- **Work instruction**:
For the records that follow, work out how many lines include "tulip" and give only that count.

Saved entries:
····················

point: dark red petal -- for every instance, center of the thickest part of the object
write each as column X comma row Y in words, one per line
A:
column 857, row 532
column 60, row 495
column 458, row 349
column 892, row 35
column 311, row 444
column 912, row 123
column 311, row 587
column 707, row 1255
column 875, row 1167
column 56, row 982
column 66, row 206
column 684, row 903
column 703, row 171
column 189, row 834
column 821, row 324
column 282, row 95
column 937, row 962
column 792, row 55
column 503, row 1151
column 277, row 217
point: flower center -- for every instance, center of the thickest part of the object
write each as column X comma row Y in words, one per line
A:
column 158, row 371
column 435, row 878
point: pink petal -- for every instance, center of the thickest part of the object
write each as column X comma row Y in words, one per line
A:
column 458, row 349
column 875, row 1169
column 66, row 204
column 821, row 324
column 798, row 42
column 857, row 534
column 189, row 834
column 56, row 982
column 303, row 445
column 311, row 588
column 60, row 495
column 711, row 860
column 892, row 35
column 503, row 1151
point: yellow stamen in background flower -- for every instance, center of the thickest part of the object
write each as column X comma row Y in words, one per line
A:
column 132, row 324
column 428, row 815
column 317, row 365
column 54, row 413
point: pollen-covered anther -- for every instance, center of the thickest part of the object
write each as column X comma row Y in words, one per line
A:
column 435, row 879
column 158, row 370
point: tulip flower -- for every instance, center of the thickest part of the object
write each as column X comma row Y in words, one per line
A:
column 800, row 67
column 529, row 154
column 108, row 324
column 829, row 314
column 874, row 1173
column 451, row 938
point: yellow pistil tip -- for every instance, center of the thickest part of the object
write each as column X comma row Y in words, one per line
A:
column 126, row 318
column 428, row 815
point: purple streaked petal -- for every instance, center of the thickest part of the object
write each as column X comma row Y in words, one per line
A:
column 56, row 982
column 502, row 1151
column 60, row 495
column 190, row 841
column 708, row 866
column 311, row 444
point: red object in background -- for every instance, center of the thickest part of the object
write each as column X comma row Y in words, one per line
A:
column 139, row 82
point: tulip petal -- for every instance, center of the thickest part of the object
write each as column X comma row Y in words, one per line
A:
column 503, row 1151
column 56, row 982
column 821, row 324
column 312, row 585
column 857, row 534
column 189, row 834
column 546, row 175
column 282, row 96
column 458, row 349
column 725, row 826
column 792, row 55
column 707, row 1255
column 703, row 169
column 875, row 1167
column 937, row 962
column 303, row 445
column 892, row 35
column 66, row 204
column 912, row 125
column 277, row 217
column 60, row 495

····················

- **Answer box**:
2